**Task description:** Take the line that contains "compact form (548,265)." as the first line and the last line of the material below as the final one; reproduce exactly the lines between, inclusive.

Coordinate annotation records
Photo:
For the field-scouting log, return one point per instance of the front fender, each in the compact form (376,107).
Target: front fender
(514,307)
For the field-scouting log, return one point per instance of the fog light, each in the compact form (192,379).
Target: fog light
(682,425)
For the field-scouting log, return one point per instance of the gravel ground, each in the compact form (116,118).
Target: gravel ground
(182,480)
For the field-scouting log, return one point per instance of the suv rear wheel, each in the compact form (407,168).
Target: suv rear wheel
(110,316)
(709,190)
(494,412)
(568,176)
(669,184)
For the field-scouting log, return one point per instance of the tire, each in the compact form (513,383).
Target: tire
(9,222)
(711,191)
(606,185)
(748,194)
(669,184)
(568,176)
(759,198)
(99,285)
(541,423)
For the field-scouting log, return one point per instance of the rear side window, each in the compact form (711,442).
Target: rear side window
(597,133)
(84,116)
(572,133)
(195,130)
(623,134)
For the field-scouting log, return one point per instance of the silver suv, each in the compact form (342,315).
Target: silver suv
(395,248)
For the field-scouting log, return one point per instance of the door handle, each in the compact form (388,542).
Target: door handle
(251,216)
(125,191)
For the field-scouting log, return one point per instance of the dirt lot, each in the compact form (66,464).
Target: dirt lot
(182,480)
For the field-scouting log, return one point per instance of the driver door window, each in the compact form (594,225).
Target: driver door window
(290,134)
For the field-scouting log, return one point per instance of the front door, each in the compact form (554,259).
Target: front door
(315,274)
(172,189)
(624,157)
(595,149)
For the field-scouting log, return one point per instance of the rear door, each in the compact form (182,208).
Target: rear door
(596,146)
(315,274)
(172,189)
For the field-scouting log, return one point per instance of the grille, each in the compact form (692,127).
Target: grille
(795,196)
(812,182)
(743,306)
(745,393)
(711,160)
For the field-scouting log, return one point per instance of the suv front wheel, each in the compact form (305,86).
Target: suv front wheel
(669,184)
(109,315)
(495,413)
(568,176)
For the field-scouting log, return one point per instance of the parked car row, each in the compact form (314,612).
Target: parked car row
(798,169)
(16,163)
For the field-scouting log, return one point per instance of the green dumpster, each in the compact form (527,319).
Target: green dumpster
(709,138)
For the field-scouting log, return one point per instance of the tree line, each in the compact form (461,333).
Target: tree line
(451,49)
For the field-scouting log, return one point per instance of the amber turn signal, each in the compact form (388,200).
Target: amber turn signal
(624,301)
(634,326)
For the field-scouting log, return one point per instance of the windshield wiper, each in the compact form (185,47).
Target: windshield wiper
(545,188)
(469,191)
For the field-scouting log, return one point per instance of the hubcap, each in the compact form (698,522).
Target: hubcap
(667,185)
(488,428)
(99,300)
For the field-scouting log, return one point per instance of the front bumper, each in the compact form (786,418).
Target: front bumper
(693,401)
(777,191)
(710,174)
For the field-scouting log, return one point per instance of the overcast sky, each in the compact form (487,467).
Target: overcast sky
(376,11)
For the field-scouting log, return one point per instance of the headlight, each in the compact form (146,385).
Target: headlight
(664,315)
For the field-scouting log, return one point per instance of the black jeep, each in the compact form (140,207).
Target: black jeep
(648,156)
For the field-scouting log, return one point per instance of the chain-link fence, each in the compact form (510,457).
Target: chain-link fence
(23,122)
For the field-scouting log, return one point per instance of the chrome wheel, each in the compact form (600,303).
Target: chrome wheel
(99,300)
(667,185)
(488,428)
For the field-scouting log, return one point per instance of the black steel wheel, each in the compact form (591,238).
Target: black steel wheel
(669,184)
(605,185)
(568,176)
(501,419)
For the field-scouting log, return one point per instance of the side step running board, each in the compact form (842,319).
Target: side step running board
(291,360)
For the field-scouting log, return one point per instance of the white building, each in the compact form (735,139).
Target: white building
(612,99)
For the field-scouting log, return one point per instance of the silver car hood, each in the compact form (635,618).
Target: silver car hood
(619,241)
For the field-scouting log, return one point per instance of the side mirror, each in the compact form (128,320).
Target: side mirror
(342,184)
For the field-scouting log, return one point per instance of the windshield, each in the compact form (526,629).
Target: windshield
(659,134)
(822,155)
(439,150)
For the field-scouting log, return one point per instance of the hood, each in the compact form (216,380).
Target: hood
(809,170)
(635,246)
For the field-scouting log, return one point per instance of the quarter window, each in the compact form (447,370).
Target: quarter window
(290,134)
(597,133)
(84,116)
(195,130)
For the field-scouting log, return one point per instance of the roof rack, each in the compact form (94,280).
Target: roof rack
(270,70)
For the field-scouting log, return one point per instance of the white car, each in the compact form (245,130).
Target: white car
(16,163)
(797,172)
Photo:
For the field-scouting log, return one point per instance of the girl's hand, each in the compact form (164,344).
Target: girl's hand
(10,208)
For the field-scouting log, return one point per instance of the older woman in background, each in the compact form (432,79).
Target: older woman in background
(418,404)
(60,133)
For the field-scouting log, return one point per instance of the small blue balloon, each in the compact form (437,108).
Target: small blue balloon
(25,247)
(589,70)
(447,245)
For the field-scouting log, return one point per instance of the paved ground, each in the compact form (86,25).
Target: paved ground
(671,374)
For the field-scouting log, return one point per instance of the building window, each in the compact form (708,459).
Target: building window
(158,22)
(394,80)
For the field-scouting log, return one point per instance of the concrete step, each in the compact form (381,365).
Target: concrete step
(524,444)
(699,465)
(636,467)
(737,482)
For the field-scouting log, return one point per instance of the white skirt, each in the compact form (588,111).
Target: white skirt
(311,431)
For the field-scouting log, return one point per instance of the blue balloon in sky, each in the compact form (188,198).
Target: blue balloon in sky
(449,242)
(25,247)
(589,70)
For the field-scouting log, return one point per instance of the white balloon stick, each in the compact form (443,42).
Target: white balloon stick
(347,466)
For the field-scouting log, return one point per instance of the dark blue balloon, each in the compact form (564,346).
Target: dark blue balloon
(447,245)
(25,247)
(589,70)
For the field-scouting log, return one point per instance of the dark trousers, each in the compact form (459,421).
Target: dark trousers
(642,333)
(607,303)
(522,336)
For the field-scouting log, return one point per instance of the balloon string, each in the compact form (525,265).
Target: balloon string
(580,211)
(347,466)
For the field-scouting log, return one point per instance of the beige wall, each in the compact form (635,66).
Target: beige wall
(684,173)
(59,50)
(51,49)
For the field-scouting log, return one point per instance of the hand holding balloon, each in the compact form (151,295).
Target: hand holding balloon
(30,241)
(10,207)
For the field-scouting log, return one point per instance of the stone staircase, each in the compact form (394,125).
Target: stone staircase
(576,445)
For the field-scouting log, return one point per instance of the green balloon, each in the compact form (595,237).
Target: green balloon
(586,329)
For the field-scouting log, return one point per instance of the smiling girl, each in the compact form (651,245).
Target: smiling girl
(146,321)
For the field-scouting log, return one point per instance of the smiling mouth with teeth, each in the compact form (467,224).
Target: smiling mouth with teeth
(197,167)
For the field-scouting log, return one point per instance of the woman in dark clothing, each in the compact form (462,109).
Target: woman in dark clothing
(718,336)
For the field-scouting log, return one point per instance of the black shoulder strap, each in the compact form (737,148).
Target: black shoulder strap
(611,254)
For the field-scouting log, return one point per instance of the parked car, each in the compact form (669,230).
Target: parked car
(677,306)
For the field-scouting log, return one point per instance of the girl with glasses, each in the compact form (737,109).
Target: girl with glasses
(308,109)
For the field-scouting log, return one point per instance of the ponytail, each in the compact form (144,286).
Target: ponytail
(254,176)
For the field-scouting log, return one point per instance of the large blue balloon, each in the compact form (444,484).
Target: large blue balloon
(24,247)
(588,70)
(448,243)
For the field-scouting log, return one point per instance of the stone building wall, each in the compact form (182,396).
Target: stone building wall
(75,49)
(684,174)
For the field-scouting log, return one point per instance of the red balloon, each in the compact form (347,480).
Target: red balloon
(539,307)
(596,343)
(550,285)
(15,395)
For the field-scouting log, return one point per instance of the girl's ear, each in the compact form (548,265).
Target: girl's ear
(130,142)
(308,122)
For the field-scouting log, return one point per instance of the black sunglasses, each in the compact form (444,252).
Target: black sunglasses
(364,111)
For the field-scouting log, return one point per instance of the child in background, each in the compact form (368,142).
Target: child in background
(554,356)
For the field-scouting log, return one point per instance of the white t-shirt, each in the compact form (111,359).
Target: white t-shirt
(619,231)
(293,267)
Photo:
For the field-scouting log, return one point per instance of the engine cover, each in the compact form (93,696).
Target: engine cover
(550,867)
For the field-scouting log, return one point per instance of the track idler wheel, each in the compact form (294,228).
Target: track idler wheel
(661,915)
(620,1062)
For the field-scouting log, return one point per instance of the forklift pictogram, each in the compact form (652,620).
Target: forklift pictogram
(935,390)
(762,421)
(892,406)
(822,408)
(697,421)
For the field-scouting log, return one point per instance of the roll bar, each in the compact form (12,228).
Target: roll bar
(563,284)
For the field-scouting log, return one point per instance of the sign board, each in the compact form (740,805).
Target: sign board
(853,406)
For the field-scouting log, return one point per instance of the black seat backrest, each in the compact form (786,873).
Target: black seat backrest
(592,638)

**Expected answer:**
For the field-scouting log, return one point per instance of the girl's ear, each in the compact form (548,265).
Target: girl's ear
(130,142)
(308,122)
For the field-scouting log, return one point per instance of the black sunglasses, each in the compact form (444,252).
Target: black sunglasses
(364,111)
For the field-scouting log, return one point per instance of the child in background, each in the compact form (368,142).
Target: child in background
(554,356)
For the field-scouting log, return one point per instance of the white t-shirt, each in the compact form (111,359).
Target: white t-shirt
(619,231)
(293,267)
Photo:
For the field-scouting log, return one point per instance of the engine cover, each in the compact form (93,696).
Target: engine cover
(550,867)
For the field-scouting log, return one point per instance of the track idler wheel, each in the compact form (294,228).
Target: track idler wheel
(661,915)
(620,1062)
For the field-scouting log, return one point per instance of the forklift pictogram, each in the compact form (652,620).
Target: forklift pictogram
(935,390)
(762,421)
(892,406)
(822,408)
(697,421)
For the field-scouting log, return one point per instance of the roll bar, each in the compact form (12,228).
Target: roll bar
(563,284)
For the field-scouting log, return one point per instance of the sign board, each in the compact form (740,805).
Target: sign board
(853,406)
For the field-scouting log, return one point per instance of the black seat backrest, each in the compact form (786,873).
Target: black seat backrest
(592,638)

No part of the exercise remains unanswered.